### Try it
Output all of the records exactly, word for word.

━━━━━━━━━━━━━━━━━━━━

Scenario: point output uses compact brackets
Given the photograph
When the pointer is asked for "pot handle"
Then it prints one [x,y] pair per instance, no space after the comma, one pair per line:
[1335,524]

━━━━━━━━━━━━━━━━━━━━

### Written response
Scenario: point output uses compact brackets
Given the photograph
When the pointer is asked for "pot handle"
Then it prints one [x,y] pair per instance, no space after the comma, one pair per line:
[1335,524]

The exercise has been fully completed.